*Exercise 1*
According to the forecasting excerpt, what is the Brier score essentially?
*Exercise 2*
Set down the forecasting excerpt word for word from "Okay, 68% accuracy" up to and including "number of statements.".
*Exercise 3*
Write the next part of the forecasting excerpt, picking up after its last line.

BEGIN Extract

Okay, 68% accuracy isn’t too terrible. I also matched Vox. And my initial hunches (the priors) definitely seem to have been improved by a Bayesian update. But correctness isn’t a very useful scoring metric in forecasting, as it doesn’t take the confidence of the predictions into account.

To score the overall predictions, I used the Brier score, which is standard in forecasting. It’s essentially just the mean squared error over all predictions. We can use a simple version that only considers one prediction per statement, instead of a series of updates.

$$ \text{brier}=\frac{1}{N} \sum_{i=1}^{N}\left(f_{i}-o_{i}\right)^{2} $$

where $f_i$ is forecast probability of statement $i$, $o_i$ is the outcome of statement $i$, and $N$ is the number of statements.

1
2
3
4
# Brier scores
print(f"VOX:\t\t{np.mean((df.Outcome - df.Vox)**2): .3f}")
print(f"Priors:\t\t{np.mean((df.Outcome - df.Prior)**2): .3f}")
print(f"Posteriors:\t{np.mean((df.Outcome - df.Posterior)**2): .3f}")

END Extract
BEGIN Material supplied

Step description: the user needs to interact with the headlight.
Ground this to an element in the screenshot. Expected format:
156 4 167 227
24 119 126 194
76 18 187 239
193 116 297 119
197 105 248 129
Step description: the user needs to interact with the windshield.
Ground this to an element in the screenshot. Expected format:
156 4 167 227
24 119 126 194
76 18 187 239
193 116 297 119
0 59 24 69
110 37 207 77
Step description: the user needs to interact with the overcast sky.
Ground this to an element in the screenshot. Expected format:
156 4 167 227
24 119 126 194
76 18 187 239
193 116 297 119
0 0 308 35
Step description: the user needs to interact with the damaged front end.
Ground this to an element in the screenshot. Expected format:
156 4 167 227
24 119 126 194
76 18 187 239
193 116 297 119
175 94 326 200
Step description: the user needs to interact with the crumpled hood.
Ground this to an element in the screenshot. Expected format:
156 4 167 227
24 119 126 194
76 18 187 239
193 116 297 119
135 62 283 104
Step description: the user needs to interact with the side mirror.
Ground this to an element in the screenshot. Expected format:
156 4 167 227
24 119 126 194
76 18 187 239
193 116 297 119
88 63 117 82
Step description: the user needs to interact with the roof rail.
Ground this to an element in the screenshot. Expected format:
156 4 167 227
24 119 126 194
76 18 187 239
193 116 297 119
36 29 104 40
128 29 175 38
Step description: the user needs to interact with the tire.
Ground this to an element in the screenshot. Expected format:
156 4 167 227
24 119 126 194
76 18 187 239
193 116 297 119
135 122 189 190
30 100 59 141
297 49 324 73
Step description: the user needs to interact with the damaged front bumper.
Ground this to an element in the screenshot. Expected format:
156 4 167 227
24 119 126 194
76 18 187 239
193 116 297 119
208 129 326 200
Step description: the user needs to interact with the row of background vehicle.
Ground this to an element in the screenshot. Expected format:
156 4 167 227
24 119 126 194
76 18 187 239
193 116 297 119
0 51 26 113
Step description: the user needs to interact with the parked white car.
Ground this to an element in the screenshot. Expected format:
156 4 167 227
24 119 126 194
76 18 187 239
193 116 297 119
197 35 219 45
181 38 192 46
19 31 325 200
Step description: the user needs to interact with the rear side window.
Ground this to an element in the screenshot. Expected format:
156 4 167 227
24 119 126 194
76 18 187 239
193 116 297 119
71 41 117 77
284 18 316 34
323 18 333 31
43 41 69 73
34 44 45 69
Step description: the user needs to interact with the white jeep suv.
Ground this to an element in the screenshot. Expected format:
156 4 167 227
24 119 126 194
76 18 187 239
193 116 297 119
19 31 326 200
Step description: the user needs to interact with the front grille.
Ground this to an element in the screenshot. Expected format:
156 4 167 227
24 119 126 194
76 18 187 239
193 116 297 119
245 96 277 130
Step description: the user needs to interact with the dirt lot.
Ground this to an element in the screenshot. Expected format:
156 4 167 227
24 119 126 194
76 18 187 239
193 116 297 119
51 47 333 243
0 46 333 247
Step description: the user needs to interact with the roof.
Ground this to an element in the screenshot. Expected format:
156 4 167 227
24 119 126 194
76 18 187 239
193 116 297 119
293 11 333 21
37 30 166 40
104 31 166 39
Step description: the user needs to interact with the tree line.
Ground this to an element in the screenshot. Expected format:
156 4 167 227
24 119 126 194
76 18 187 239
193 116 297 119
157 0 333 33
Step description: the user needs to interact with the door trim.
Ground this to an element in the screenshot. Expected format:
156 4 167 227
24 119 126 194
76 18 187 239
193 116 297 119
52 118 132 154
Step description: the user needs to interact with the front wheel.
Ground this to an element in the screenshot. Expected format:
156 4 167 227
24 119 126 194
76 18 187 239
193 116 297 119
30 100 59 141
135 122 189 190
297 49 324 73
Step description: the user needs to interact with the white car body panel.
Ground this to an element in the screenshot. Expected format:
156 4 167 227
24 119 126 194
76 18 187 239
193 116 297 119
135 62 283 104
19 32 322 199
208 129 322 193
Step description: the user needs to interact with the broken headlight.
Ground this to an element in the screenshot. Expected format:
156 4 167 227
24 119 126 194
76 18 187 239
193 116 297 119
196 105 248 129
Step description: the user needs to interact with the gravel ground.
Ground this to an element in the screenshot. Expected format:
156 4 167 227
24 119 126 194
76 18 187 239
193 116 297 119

END Material supplied

*Written reply 1*
The mean squared error over all predictions.

*Written reply 2*
Okay, 68% accuracy isn’t too terrible. I also matched Vox. And my initial hunches (the priors) definitely seem to have been improved by a Bayesian update. But correctness isn’t a very useful scoring metric in forecasting, as it doesn’t take the confidence of the predictions into account.

To score the overall predictions, I used the Brier score, which is standard in forecasting. It’s essentially just the mean squared error over all predictions. We can use a simple version that only considers one prediction per statement, instead of a series of updates.

$$ \text{brier}=\frac{1}{N} \sum_{i=1}^{N}\left(f_{i}-o_{i}\right)^{2} $$

where $f_i$ is forecast probability of statement $i$, $o_i$ is the outcome of statement $i$, and $N$ is the number of statements.

*Written reply 3*
VOX:		 0.214
Priors:		 0.226
Posteriors:	 0.224

So Vox had a lower forecasting error on average than I did, but only by a tiny bit. What’s most interesting to me is that my priors scored almost identically to my posteriors across all the predictions. The sample size is really too small to conclude anything from this, but it’s certainly interesting to note that the hours of research and deliberation I did made very little difference to the performance (on this occasion). This being despite the fact that my posteriors updated quite a bit from my priors. Let’s look at the distribution.

1
2
3
4
5
6
7
df.Prior.plot.kde(grid=False, label='Priors', alpha=0.6, linewidth='3', c='red')
df.Posterior.plot.kde(grid=False, label='Posteriors', alpha=0.6, linewidth='3', c='blue')
plt.axvline(df.Prior.mean(), linestyle='--', c='red')
plt.axvline(df.Posterior.mean(), linestyle='--', c='blue')
plt.xlabel('Prediction confidence')
plt.legend()
plt.show()

png

Those are notably different distributions. On average, my updates made me more confident about each statement. But, in the end, that didn’t amount to a significantly better performance. Again, the sample size here is small, so it wouldn’t be wise to generalise too much from this. But I’ll definitely be continuing to track both prior and posterior predictions in future.

One more piece of analysis. Let’s group all three sets of predictions by the outcome of the statement and look at the means.

1
2
3
4
df.boxplot(by='Outcome', column=['Prior', 'Posterior', 'Vox'], layout=(1,3))
plt.suptitle('')
plt.tight_layout()
plt.show()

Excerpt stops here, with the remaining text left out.